--- Task requirements ---
Can you rescale the data starting at the line that contains "yellow flower in" and ending at the line that contains "x=432 y=435", giving every line again with the requests included and each answer coordinate multiplied by 1.15 and rounded to a whole number, with halves rounding up?

Point labeling data:
>> BEGIN

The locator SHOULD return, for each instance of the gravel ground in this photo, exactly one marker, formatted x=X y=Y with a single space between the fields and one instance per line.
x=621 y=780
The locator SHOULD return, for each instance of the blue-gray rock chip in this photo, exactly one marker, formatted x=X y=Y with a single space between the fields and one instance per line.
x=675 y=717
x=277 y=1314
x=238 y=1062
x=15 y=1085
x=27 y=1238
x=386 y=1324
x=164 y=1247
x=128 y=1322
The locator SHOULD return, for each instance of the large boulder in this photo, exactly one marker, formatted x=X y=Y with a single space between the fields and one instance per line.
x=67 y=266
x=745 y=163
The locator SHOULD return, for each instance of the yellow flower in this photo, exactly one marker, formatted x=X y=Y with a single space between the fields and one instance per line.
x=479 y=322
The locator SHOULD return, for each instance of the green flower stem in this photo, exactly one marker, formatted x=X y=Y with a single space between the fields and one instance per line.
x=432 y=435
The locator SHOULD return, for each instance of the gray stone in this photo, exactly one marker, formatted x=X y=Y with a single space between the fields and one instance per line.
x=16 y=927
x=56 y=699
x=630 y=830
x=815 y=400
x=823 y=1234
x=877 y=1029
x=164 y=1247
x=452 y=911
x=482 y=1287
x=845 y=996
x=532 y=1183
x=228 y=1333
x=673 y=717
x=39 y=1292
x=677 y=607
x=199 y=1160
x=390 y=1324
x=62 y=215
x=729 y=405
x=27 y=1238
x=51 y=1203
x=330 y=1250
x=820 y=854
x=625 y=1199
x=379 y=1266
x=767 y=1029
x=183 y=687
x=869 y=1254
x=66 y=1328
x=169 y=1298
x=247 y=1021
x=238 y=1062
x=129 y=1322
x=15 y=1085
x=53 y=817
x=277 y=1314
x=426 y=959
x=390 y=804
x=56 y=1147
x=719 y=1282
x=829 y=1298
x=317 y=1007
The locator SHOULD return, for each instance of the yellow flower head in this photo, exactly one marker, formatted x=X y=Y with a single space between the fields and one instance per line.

>> END

--- Response to this exercise ---
The locator SHOULD return, for each instance of the yellow flower in this photo, exactly one marker, formatted x=X y=Y with a single space between the fields and one instance per line.
x=551 y=370
The locator SHOULD return, for each instance of the green flower stem in this photo, exactly one marker, formatted x=X y=Y with a single space between the fields and one instance per line.
x=497 y=500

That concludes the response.